— TEXT TO READ —
──────────

Cultural heritage resource managers have always dealt with the natural decay and attrition of sites and monuments and have long recognized that coastal processes are the most severe natural agent of change to the historic environment (Cassar Reference Cassar2005). In 1996, Scotland's national cultural heritage management agency, Historic Scotland (now Historic Environment Scotland), took the strategic lead to build a baseline understanding of the significance, condition, and vulnerability of the vast range of heritage sites in the coastal zone by commissioning a series of Coastal Zone Assessment Surveys (CZASs). Between 1996 and 2010 professional archaeologists supported by coastal geomorphologists conducted 28 CZASs that covered approximately 35% of Scotland's coast and recorded 11,500 individual heritage sites. In the early 2000s, SCAPE, a research team based at the University of St. Andrews, developed approaches to prioritizing coastal heritage assets recorded in the Historic Scotland–sponsored surveys and involving communities in rescue action (Dawson Reference Dawson2010, Reference Dawson, Daire, Dupont, Baudry, Billard, Large, Lespez, Normand and Scarre2013, Reference Dawson, Harvey and Perry2015; Dawson et al. Reference Dawson, Hambly, Kelley and Miller2020). These efforts are widely cited as an example of a citizen science approach in the growing body of literature on responses to climate change impacts on cultural heritage (e.g., Fatorić and Seekamp Reference Fatorić and Seekamp2017; Heilen et al. Reference Heilen, Altschul and Lüth2018; Hollesen Reference Hollesen2022; Rockman et al. Reference Rockman, Morgan, Ziaja, Hambrecht and Meadow2016). This approach evolved with the growing awareness of the amplification effects of climate change on the large number of heritage sites in Scotland threatened by natural coastal processes and the realization that it was impossible to save all these sites; therefore, it was necessary to prioritize conservation actions to address the most archaeologically significant sites most at risk and most valued by communities (Dawson Reference Dawson2010, Reference Dawson, Daire, Dupont, Baudry, Billard, Large, Lespez, Normand and Scarre2013; Fatorić and Seekamp Reference Fatorić and Seekamp2019).

Figure 1. Examples of the range of heritage at risk on the Scottish coast investigated in community projects by SCAPE: (a) Iron Age broch in Shetland; (b) nineteenth-century fishing boat graveyard near Inverness; (c) eighteenth-century lime kiln in Angus; (d) World War 2 pillbox in Aberdeenshire.

──────────

— SUPPLIED MATERIAL —

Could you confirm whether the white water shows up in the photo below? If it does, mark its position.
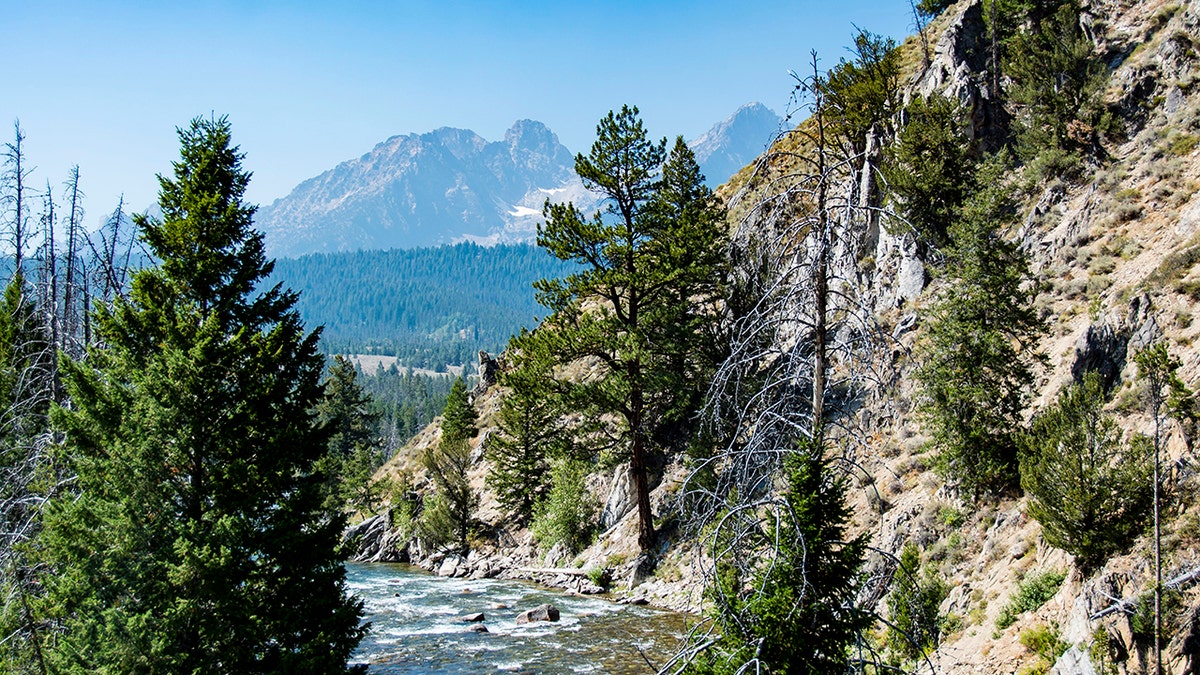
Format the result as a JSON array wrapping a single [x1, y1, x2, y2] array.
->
[[347, 563, 685, 675]]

──────────

— GOAL OF THE EXERCISE —
Carry the passage on Scotland's threatened coastal heritage forward from its last line. The listing was taken from a separate source and has no connection to the passage on Scotland's threatened coastal heritage.

— SOLVED EXERCISE —
Briefly, Dawson's method involved digitizing and standardizing field survey records from the CZASs, assigning a heritage value and a vulnerability class to each record, and combining the two to identify those sites with the highest archaeological value at the highest risk of erosion.Footnote 1 The output of this exercise—a prioritized list of coastal archaeological sites at the greatest risk of erosion—was an important step that enabled heritage managers to focus efforts on the most vulnerable sites within the areas surveyed and provided the impetus for Scotland's Coastal Heritage at Risk Project. This project recruited volunteers in local communities in a national program of field surveys to update and assess information about sites identified as priorities in Dawson's desk-based analysis (Hambly Reference Hambly2017b).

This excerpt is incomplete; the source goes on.